Problem statement:
Lay out the lines below as a numbered list, leaving out any blank lines.

Data to process:
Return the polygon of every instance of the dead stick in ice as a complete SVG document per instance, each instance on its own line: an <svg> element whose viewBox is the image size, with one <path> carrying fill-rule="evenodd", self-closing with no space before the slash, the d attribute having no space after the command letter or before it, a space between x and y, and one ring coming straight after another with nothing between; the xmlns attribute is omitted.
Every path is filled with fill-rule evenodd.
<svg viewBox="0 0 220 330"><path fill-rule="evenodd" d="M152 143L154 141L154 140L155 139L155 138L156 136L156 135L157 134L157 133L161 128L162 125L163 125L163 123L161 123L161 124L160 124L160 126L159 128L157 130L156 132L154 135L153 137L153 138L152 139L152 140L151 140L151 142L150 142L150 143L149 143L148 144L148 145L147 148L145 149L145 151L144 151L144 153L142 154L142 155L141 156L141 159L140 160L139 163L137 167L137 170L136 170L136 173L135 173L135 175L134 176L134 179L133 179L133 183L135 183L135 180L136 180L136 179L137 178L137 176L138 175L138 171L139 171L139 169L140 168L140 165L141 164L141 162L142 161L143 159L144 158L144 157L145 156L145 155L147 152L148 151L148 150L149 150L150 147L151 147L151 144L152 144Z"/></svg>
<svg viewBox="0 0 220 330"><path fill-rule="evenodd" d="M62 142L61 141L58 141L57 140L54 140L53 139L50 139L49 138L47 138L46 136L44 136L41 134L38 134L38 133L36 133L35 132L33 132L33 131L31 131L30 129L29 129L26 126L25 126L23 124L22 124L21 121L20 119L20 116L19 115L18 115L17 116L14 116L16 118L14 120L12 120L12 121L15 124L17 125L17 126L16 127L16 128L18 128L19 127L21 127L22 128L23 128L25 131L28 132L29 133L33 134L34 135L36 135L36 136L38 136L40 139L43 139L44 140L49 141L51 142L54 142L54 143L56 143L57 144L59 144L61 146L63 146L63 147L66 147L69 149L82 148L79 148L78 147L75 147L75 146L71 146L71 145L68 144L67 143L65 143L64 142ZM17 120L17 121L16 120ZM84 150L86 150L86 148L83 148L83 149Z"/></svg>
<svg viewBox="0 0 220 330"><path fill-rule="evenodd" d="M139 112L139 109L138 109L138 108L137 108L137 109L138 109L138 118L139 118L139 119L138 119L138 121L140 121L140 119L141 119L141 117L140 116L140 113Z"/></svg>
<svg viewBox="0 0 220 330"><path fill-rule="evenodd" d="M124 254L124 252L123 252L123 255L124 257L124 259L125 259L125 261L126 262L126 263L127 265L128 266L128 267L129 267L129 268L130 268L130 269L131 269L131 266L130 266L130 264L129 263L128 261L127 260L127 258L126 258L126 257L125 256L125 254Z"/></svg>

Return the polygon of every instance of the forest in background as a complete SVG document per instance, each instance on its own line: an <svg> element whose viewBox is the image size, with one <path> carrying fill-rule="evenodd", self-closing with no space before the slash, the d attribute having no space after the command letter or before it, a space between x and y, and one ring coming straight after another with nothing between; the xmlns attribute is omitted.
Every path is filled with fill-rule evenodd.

Reply:
1. Return the polygon of every instance of the dead stick in ice as a complete SVG document per instance, each instance on its own line: an <svg> element whose viewBox is the image size, with one <path> carrying fill-rule="evenodd", self-closing with no space before the slash, the d attribute having no space after the command letter or before it, a space between x and y, and one ring coming straight after another with nothing between; the xmlns attribute is omitted.
2. Every path is filled with fill-rule evenodd.
3. <svg viewBox="0 0 220 330"><path fill-rule="evenodd" d="M152 143L154 141L154 140L155 139L155 138L156 136L156 135L157 134L157 133L161 128L162 125L163 125L163 123L161 123L161 124L160 124L160 126L159 128L157 130L156 132L154 135L153 137L153 138L152 139L152 140L151 140L151 142L150 142L150 143L149 143L148 144L148 145L147 148L145 149L145 151L144 151L144 153L142 154L142 155L141 156L141 159L140 160L139 163L137 167L137 170L136 170L136 173L135 173L135 175L134 176L134 179L133 179L133 183L135 183L135 180L136 180L136 179L137 178L137 176L138 175L138 171L139 171L139 169L140 168L140 165L141 164L141 162L142 161L143 159L144 158L144 157L145 156L145 155L147 152L148 151L148 150L149 150L150 147L151 147L151 144L152 144Z"/></svg>
4. <svg viewBox="0 0 220 330"><path fill-rule="evenodd" d="M62 142L61 141L58 141L57 140L54 140L53 139L50 139L49 138L47 138L46 136L44 136L41 134L38 134L38 133L36 133L35 132L33 132L33 131L31 131L30 129L29 129L26 126L25 126L23 124L22 124L21 121L20 119L20 116L19 115L18 115L17 116L14 116L16 118L14 120L12 120L12 121L15 124L17 125L17 126L16 127L16 128L18 128L19 127L21 127L22 128L23 128L25 131L28 132L29 133L33 134L34 135L36 135L36 136L38 136L40 139L43 139L44 140L49 141L51 142L54 142L54 143L56 143L57 144L59 144L61 146L63 146L63 147L66 147L69 149L82 148L79 148L78 147L75 147L75 146L71 146L71 145L68 144L67 143L65 143L64 142ZM17 120L17 121L16 120ZM84 150L86 150L86 148L83 148L83 149Z"/></svg>
5. <svg viewBox="0 0 220 330"><path fill-rule="evenodd" d="M139 112L139 109L138 109L138 108L137 108L137 109L138 109L138 118L139 118L139 119L138 119L138 121L140 121L140 119L141 119L141 117L140 116L140 113Z"/></svg>
6. <svg viewBox="0 0 220 330"><path fill-rule="evenodd" d="M124 254L124 252L123 252L123 255L124 257L124 259L125 259L125 261L126 262L126 263L127 265L128 266L128 267L129 267L129 268L130 268L130 269L131 269L131 266L130 266L130 264L129 263L128 261L127 260L127 258L126 258L126 257L125 256L125 254Z"/></svg>
7. Return the polygon of every instance of the forest in background as a complete SVG document per instance, each instance on its own line: an <svg> element whose viewBox is the image size, with one <path> carrying fill-rule="evenodd", self-closing with no space before the slash, the d attribute having no space after the command letter or before it, a space between x and y, and one ring coming straight after another with nothing between; the xmlns attribute is omitted.
8. Every path is filled with fill-rule evenodd.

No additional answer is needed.